Lines of data:
━━━━━━
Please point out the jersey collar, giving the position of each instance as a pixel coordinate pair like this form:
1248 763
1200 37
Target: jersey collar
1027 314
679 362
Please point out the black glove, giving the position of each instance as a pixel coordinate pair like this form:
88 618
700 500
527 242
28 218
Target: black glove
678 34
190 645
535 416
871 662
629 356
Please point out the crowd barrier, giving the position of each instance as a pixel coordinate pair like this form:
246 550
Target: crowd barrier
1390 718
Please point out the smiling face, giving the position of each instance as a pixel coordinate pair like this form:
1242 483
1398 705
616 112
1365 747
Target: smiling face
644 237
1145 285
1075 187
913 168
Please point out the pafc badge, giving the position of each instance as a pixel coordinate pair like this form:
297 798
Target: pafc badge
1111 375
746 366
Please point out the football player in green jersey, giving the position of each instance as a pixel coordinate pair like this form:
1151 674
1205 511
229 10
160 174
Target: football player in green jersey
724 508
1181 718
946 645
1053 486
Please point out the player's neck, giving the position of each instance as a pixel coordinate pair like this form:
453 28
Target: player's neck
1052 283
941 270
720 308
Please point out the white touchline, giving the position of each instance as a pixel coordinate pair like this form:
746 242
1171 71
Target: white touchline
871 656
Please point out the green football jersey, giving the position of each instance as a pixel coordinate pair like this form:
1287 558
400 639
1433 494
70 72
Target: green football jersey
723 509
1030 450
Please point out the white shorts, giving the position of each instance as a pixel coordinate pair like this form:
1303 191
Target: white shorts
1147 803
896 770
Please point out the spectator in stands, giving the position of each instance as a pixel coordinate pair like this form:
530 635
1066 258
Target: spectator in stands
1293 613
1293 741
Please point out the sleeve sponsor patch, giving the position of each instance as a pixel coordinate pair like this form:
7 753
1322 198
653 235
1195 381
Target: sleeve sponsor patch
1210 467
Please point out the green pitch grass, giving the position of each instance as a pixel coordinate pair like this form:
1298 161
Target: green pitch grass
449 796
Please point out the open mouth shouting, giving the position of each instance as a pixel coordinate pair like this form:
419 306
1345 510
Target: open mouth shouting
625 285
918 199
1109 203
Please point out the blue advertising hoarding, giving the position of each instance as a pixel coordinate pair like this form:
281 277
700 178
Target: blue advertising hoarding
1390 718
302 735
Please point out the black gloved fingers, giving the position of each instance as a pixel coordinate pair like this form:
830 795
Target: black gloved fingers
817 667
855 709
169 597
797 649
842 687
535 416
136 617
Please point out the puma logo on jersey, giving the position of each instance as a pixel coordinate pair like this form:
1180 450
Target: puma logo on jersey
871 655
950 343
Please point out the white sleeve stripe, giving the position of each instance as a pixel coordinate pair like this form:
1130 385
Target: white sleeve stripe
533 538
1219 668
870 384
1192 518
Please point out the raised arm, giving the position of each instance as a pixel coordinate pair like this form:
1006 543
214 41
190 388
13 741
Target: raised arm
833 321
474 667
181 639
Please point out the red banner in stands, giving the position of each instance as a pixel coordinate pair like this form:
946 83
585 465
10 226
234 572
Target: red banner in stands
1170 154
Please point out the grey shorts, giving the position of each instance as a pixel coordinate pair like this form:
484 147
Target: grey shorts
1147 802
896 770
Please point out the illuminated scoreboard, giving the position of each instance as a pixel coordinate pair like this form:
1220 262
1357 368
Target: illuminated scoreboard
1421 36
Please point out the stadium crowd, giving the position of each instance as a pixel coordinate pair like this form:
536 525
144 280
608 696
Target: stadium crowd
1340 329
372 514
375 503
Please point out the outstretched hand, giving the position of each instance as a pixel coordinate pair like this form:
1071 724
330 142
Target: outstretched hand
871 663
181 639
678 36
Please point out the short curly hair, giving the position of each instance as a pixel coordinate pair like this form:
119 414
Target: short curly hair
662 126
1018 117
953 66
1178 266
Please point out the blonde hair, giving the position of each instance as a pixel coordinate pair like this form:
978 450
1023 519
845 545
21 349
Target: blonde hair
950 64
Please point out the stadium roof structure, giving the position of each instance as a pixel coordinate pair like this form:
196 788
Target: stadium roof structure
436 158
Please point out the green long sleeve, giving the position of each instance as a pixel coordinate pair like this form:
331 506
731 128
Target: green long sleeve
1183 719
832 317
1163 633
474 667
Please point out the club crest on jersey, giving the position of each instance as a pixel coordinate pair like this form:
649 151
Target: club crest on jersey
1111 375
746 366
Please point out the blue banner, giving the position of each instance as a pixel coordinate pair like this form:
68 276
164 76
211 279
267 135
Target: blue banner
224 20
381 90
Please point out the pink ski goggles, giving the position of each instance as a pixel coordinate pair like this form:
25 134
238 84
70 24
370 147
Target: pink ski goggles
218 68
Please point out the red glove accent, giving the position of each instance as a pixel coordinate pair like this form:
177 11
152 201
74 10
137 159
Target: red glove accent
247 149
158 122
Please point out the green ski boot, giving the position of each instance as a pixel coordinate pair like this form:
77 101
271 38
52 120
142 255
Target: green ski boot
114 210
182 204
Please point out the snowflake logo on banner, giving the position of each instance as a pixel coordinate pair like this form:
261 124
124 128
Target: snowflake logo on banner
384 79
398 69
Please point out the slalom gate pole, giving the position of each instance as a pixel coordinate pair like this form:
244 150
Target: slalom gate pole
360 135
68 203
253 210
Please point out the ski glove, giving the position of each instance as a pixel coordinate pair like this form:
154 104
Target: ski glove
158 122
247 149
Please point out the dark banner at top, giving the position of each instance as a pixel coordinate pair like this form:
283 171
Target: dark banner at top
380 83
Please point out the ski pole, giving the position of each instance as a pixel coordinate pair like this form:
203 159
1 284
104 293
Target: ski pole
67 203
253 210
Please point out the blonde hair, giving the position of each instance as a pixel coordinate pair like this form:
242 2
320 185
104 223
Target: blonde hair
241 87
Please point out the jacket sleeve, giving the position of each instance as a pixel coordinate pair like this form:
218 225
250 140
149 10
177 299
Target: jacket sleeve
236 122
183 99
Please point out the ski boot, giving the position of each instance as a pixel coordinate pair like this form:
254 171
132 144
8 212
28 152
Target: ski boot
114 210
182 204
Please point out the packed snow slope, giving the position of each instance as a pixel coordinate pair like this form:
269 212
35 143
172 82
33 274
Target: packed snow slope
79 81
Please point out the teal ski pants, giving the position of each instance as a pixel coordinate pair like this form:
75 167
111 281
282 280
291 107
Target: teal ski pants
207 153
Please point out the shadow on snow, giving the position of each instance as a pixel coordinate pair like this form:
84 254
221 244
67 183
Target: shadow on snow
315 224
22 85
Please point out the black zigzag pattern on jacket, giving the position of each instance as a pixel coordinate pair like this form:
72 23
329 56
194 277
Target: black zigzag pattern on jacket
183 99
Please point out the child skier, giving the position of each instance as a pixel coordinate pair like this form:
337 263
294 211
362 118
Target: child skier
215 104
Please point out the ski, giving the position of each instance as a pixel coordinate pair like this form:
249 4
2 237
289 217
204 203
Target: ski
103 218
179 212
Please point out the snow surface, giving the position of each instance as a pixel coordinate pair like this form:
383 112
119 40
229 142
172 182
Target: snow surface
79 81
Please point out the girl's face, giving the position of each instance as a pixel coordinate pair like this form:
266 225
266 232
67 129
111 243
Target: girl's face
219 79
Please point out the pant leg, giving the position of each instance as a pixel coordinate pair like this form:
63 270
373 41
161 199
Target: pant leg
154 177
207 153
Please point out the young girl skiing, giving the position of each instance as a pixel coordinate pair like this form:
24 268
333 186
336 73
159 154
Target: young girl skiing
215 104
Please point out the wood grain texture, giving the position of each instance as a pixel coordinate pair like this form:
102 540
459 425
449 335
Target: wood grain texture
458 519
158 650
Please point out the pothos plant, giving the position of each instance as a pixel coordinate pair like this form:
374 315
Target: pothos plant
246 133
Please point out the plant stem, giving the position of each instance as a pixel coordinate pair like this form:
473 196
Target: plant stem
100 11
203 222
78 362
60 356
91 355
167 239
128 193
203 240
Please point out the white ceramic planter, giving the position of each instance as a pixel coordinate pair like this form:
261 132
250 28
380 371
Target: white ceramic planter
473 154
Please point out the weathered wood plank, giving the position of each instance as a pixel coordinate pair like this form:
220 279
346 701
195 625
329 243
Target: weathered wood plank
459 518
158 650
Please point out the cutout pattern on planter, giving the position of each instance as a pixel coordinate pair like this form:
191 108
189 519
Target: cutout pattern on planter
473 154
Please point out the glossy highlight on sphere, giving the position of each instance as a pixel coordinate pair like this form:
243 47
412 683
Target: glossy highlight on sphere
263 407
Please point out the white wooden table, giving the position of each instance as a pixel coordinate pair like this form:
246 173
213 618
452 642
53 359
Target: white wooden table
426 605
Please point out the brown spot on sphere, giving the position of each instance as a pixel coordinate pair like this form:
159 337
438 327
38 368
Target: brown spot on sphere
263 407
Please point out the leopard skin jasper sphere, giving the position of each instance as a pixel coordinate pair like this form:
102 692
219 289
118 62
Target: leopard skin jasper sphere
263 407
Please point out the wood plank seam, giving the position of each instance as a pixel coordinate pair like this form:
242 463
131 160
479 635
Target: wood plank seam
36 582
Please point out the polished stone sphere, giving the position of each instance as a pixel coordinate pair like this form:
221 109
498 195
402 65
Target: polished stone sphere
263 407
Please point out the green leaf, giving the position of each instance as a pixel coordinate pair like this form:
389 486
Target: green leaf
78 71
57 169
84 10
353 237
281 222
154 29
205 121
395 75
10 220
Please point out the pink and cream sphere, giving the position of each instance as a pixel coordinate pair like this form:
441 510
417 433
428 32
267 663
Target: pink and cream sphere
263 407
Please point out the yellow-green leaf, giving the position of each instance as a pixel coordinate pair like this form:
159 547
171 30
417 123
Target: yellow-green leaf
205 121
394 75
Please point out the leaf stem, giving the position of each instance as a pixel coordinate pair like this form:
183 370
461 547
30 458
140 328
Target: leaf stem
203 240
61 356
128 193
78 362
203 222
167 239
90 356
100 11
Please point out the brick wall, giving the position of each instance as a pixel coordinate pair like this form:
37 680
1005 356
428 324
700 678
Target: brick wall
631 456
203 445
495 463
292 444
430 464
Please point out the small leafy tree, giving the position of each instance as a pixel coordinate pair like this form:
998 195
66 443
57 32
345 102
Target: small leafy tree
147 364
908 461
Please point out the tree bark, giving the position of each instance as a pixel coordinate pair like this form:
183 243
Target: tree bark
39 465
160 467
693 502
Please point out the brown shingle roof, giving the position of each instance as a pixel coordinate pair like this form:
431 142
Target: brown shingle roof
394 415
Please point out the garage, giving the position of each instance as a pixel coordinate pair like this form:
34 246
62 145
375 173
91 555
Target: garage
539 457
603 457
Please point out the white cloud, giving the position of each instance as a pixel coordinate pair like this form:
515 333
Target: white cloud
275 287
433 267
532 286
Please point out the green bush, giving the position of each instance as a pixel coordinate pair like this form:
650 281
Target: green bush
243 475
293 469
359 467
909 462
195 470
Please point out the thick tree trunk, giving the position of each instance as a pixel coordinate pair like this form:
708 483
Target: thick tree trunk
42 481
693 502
━━━━━━
■ Given task ■
Extract, exactly as they appear, the lines from the one containing "Please point out the garage, giving" through the final line.

■ Exercise result ■
Please point out the garage, giving the position of each instance as a pixel coordinate pair like this form:
34 246
62 145
375 173
91 555
Target: garage
539 457
603 457
Please point out the white cloud, giving the position of each instance as a pixel coordinate pair like this form:
515 333
Target: white cloud
275 287
433 267
532 286
Please point out the green bush, giving the position of each instance as a pixel coordinate pair like this form:
650 281
Target: green bush
243 475
293 469
359 467
909 462
195 470
Please point out the thick tree trunk, giving the position of each instance as a pixel coordinate pair like this form:
708 483
Target: thick tree trunk
42 481
693 502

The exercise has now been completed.